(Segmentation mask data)
★ ★ ★ ★ ★ ★ ★
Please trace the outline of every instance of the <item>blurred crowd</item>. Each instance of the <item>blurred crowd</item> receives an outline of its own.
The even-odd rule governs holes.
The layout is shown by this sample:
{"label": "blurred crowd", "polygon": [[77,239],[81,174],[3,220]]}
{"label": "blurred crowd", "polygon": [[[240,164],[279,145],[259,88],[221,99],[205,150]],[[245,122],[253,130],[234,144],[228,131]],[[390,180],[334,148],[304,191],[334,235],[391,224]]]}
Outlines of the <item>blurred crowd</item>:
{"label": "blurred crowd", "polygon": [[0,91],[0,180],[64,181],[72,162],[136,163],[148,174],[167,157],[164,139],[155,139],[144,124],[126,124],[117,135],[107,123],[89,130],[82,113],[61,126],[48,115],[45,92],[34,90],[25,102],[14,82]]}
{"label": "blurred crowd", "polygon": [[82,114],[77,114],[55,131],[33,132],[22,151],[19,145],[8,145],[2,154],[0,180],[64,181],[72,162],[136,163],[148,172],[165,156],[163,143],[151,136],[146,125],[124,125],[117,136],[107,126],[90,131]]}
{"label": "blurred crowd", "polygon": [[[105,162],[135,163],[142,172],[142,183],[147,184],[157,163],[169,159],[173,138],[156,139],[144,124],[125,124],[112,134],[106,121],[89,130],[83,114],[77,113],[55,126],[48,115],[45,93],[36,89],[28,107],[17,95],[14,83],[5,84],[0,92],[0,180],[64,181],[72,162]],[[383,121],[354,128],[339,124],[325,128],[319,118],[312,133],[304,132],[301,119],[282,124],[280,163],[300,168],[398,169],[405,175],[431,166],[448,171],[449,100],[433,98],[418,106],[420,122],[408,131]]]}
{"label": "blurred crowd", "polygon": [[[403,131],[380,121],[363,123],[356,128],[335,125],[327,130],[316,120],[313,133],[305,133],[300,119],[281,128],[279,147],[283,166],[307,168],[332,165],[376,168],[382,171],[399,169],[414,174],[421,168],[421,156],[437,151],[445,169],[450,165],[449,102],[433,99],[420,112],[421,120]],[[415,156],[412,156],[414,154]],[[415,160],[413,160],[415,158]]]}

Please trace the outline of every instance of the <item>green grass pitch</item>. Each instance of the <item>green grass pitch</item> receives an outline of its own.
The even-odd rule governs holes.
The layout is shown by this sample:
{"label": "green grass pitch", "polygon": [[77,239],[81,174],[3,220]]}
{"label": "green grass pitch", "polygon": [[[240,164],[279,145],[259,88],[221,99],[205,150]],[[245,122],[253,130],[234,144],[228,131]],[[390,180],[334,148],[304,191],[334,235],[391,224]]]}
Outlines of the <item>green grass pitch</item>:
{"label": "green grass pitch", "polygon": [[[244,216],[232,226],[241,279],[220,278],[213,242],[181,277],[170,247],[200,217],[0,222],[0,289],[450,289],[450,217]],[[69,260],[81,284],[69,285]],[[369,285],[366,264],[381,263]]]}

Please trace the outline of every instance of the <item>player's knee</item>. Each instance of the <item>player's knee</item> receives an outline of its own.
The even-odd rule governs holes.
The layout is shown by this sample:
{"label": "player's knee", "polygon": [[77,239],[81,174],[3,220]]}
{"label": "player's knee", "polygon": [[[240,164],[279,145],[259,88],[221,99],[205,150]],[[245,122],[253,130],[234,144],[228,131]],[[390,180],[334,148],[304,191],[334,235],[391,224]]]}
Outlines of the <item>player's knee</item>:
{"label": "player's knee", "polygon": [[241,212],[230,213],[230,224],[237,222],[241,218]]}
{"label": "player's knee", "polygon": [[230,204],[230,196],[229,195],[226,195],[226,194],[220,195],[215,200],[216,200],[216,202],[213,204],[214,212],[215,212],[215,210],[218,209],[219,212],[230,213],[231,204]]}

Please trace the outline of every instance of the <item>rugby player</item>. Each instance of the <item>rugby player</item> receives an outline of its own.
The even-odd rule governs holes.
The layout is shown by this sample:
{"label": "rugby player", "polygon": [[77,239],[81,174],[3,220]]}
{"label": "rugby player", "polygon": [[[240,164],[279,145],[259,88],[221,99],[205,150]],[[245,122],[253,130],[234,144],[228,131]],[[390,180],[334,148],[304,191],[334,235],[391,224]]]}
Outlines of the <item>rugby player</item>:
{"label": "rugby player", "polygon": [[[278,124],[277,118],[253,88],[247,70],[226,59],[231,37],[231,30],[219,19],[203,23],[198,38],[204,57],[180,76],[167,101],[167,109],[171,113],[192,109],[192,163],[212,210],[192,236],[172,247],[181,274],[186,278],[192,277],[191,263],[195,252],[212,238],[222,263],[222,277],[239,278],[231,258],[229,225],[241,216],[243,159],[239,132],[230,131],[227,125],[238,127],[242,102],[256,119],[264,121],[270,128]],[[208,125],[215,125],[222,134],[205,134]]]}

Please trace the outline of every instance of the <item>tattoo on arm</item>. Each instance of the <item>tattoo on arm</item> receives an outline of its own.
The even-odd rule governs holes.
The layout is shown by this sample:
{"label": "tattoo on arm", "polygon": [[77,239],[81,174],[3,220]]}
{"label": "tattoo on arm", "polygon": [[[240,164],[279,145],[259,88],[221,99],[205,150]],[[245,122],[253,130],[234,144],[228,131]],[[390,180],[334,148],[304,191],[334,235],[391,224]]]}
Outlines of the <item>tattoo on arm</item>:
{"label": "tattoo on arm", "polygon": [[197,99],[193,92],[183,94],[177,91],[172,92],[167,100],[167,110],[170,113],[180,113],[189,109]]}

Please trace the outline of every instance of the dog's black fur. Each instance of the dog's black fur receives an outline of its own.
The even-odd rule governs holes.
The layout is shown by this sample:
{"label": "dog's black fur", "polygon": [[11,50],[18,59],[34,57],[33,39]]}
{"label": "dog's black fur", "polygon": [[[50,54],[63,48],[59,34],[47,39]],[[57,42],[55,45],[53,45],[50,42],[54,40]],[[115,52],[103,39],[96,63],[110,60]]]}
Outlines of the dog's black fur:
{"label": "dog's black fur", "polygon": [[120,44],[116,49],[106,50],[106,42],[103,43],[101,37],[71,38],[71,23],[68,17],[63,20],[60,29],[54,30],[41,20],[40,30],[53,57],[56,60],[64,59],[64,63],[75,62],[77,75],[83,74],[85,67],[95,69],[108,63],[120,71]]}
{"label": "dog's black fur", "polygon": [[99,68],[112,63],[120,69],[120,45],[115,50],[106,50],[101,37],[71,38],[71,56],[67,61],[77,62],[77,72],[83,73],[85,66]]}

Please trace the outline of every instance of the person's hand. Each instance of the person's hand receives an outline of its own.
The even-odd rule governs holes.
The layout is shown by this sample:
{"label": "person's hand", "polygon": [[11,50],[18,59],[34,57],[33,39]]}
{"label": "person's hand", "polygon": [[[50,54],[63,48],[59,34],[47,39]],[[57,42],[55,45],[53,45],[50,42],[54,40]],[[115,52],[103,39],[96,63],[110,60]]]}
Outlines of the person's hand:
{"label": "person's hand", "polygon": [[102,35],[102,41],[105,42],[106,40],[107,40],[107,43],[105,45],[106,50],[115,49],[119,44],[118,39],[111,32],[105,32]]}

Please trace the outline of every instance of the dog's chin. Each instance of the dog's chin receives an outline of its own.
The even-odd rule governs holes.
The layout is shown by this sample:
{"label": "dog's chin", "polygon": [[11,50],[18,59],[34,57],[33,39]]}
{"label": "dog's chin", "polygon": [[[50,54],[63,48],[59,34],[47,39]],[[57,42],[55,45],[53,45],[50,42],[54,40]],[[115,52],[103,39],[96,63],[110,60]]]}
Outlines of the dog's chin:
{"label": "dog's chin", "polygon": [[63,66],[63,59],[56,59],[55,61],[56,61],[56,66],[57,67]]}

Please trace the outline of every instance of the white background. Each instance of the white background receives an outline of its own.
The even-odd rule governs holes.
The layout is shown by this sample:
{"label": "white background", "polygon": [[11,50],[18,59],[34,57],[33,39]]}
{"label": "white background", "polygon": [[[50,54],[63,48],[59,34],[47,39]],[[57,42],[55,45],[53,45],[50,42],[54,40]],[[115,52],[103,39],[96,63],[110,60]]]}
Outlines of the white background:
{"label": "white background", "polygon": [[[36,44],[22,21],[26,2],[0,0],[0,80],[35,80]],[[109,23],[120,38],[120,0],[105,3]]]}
★ ★ ★ ★ ★ ★ ★
## Required work
Go through the records above and copy every line holding the word "instance".

## Exercise output
Please trace the outline of every instance of the <item>blurred crowd</item>. Each instance of the <item>blurred crowd</item> receives an outline of its own.
Please trace the outline of every instance of the <item>green grass pitch</item>. Each instance of the <item>green grass pitch</item> receives an outline of its own.
Please trace the outline of every instance of the <item>player's knee</item>. Each instance of the <item>player's knee</item> receives an outline of its own.
Please trace the outline of every instance of the <item>rugby player</item>. Each instance of the <item>rugby player</item> receives an outline of its own.
Please trace the outline of every instance of the <item>tattoo on arm</item>. Each instance of the <item>tattoo on arm</item> receives an outline of its own.
Please trace the outline of every instance of the dog's black fur. Each instance of the dog's black fur receives an outline of its own.
Please trace the outline of every instance of the person's hand. Each instance of the person's hand receives an outline of its own.
Please trace the outline of every instance of the dog's chin. Each instance of the dog's chin receives an outline of its own.
Please trace the outline of every instance of the white background. Each instance of the white background receives an outline of its own.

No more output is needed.